(Dataset items)
○ ○ ○ ○ ○ ○ ○

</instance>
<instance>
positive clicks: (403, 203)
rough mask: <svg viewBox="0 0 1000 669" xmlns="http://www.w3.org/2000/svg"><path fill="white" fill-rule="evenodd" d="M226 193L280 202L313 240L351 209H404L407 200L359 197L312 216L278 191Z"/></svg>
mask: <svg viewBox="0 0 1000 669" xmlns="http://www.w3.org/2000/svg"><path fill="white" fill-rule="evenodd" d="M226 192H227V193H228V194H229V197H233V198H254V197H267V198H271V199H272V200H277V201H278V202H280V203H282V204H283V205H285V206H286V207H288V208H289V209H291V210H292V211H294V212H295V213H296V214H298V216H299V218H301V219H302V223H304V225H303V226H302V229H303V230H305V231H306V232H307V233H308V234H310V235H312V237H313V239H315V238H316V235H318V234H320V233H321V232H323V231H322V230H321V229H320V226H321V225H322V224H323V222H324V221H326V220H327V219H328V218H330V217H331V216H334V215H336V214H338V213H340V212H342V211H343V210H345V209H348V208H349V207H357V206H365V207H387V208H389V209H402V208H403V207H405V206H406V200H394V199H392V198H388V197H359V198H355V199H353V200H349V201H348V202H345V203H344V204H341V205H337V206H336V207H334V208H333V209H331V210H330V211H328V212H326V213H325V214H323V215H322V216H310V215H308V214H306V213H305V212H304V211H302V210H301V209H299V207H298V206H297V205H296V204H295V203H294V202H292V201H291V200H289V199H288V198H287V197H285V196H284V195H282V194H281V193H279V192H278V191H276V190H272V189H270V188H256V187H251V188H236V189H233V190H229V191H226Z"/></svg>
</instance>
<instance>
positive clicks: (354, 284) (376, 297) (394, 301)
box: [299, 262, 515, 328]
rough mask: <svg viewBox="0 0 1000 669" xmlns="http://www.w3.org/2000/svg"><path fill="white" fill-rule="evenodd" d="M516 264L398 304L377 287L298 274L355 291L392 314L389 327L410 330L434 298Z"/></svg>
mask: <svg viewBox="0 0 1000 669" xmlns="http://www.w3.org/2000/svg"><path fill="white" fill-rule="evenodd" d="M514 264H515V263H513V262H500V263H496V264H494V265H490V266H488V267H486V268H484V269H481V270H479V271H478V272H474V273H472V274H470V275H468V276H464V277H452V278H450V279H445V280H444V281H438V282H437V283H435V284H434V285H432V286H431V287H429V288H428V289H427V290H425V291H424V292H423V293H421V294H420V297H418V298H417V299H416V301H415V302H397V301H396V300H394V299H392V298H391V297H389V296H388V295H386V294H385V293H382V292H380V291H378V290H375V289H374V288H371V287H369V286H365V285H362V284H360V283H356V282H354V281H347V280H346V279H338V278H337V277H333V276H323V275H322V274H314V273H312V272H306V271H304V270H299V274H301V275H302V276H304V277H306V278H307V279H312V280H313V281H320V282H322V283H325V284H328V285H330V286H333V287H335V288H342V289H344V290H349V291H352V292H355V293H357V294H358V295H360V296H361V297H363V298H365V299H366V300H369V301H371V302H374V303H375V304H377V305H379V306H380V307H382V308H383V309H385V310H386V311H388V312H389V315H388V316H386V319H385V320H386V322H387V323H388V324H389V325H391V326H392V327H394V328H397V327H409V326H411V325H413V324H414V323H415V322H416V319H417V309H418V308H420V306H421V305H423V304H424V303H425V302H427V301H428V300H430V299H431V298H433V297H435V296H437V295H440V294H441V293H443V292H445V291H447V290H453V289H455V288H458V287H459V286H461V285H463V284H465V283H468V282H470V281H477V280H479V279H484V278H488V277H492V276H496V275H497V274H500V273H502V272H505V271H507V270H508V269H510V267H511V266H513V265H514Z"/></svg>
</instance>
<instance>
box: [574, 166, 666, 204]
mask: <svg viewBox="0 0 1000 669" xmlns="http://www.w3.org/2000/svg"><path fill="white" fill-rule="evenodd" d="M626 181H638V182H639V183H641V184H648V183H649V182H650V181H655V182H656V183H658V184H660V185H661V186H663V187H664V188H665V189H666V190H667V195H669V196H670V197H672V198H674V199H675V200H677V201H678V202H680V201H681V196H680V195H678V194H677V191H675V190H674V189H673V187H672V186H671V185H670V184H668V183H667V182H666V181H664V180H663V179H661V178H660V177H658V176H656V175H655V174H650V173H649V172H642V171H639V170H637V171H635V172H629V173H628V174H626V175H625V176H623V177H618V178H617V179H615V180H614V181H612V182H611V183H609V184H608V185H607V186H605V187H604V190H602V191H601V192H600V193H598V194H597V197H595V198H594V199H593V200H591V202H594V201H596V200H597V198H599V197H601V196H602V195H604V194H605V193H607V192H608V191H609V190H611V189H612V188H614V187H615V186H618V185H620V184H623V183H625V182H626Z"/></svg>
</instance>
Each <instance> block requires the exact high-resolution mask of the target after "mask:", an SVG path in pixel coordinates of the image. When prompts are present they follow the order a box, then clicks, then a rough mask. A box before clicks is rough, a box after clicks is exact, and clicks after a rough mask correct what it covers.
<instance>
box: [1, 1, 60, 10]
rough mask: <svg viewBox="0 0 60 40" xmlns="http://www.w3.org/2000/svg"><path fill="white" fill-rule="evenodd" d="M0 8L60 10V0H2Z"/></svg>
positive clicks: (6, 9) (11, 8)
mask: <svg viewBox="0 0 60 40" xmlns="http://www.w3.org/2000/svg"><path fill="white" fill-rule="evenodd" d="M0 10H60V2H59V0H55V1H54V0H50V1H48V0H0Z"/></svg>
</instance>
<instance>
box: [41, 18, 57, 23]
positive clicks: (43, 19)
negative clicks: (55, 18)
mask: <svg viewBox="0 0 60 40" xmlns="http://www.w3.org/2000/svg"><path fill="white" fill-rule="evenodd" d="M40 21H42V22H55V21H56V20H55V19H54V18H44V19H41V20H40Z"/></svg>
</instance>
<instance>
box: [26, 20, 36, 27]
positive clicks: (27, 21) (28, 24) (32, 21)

○ ○ ○ ○ ○ ○ ○

What the task requires:
All of the entries need to be given again, word for word.

Output for this exercise:
</instance>
<instance>
positive clicks: (403, 203)
rough mask: <svg viewBox="0 0 1000 669" xmlns="http://www.w3.org/2000/svg"><path fill="white" fill-rule="evenodd" d="M226 193L280 202L313 240L351 209H404L407 200L359 197L312 216L278 191Z"/></svg>
mask: <svg viewBox="0 0 1000 669" xmlns="http://www.w3.org/2000/svg"><path fill="white" fill-rule="evenodd" d="M226 192H227V193H228V194H229V197H233V198H254V197H267V198H271V199H272V200H277V201H278V202H280V203H282V204H283V205H285V206H286V207H288V208H289V209H291V210H292V211H294V212H295V213H296V214H298V216H299V218H301V219H302V223H304V225H303V226H302V229H303V230H305V231H306V232H307V233H308V234H310V235H312V237H313V239H315V238H316V235H318V234H320V233H321V232H323V231H322V230H321V229H320V226H321V225H322V224H323V222H324V221H326V220H327V219H328V218H330V217H331V216H334V215H336V214H338V213H340V212H342V211H343V210H345V209H348V208H349V207H357V206H365V207H387V208H389V209H402V208H403V207H405V206H406V200H394V199H392V198H388V197H359V198H355V199H353V200H349V201H348V202H345V203H344V204H341V205H337V206H336V207H334V208H333V209H331V210H330V211H328V212H326V213H325V214H323V215H322V216H310V215H308V214H306V213H305V212H304V211H302V210H301V209H299V207H298V206H297V205H296V204H295V203H294V202H292V201H291V200H289V199H288V198H287V197H285V196H284V195H282V194H281V193H279V192H278V191H276V190H272V189H270V188H256V187H251V188H236V189H233V190H229V191H226Z"/></svg>
</instance>
<instance>
positive clicks: (354, 284) (376, 297) (394, 301)
box: [299, 262, 515, 328]
rough mask: <svg viewBox="0 0 1000 669" xmlns="http://www.w3.org/2000/svg"><path fill="white" fill-rule="evenodd" d="M516 264L398 304L377 287L298 274L355 291L392 314L389 327L410 330L434 298Z"/></svg>
mask: <svg viewBox="0 0 1000 669" xmlns="http://www.w3.org/2000/svg"><path fill="white" fill-rule="evenodd" d="M514 264H515V263H513V262H500V263H496V264H494V265H490V266H488V267H486V268H484V269H481V270H479V271H478V272H474V273H472V274H470V275H468V276H464V277H452V278H450V279H445V280H444V281H438V282H437V283H435V284H434V285H432V286H431V287H429V288H428V289H427V290H425V291H424V292H423V293H421V294H420V297H418V298H417V299H416V301H415V302H397V301H396V300H394V299H392V298H391V297H389V296H388V295H386V294H385V293H382V292H380V291H378V290H375V289H374V288H371V287H369V286H365V285H362V284H360V283H356V282H354V281H347V280H346V279H338V278H337V277H333V276H323V275H322V274H314V273H312V272H306V271H304V270H299V274H301V275H302V276H304V277H306V278H307V279H312V280H313V281H320V282H322V283H325V284H328V285H330V286H333V287H335V288H342V289H344V290H349V291H352V292H355V293H357V294H358V295H360V296H361V297H363V298H365V299H366V300H369V301H371V302H374V303H375V304H377V305H379V306H380V307H382V308H383V309H385V310H386V311H388V312H389V315H388V316H386V319H385V320H386V322H387V323H388V324H389V325H391V326H392V327H394V328H397V327H409V326H411V325H413V324H414V323H415V322H416V319H417V309H418V308H420V306H421V305H423V304H424V303H425V302H427V301H428V300H430V299H431V298H433V297H435V296H437V295H440V294H441V293H443V292H445V291H447V290H453V289H455V288H458V287H459V286H461V285H463V284H465V283H468V282H470V281H477V280H479V279H484V278H488V277H492V276H496V275H497V274H500V273H502V272H505V271H507V270H508V269H510V267H511V266H513V265H514Z"/></svg>
</instance>
<instance>
box: [574, 166, 666, 204]
mask: <svg viewBox="0 0 1000 669" xmlns="http://www.w3.org/2000/svg"><path fill="white" fill-rule="evenodd" d="M626 181H638V182H639V183H641V184H648V183H649V182H650V181H655V182H656V183H658V184H660V185H661V186H663V187H664V188H665V189H666V190H667V195H669V196H670V197H672V198H674V199H675V200H677V201H678V202H680V201H681V196H680V195H678V194H677V191H675V190H674V189H673V187H672V186H671V185H670V184H668V183H667V182H666V181H664V180H663V179H661V178H660V177H658V176H656V175H655V174H650V173H649V172H642V171H639V170H637V171H635V172H629V173H628V174H626V175H625V176H623V177H618V178H617V179H615V180H614V181H612V182H611V183H609V184H608V185H607V186H605V187H604V190H602V191H601V192H600V193H598V194H597V197H595V198H594V199H593V200H591V202H594V201H596V200H597V198H599V197H601V196H602V195H604V194H605V193H607V192H608V191H609V190H611V189H612V188H614V187H615V186H618V185H620V184H623V183H625V182H626Z"/></svg>
</instance>
Each <instance> block requires the exact high-resolution mask of the target after "mask:", an SVG path in pixel coordinates of the image. When prompts are present they follow the order a box, then clicks, then a rough mask. A box before clicks is rough, a box after clicks is exact, and clicks after a rough mask correct what it covers.
<instance>
box: [1, 1, 60, 10]
rough mask: <svg viewBox="0 0 60 40" xmlns="http://www.w3.org/2000/svg"><path fill="white" fill-rule="evenodd" d="M0 8L60 10V0H2Z"/></svg>
positive clicks: (6, 9) (11, 8)
mask: <svg viewBox="0 0 60 40" xmlns="http://www.w3.org/2000/svg"><path fill="white" fill-rule="evenodd" d="M0 10H60V2H59V0H55V1H54V0H50V1H48V0H0Z"/></svg>
</instance>
<instance>
box: [41, 18, 57, 23]
positive clicks: (43, 19)
negative clicks: (55, 18)
mask: <svg viewBox="0 0 60 40" xmlns="http://www.w3.org/2000/svg"><path fill="white" fill-rule="evenodd" d="M40 21H42V22H55V21H56V20H55V19H54V18H44V19H41V20H40Z"/></svg>
</instance>
<instance>
box: [26, 20, 36, 27]
positive clicks: (27, 21) (28, 24) (32, 21)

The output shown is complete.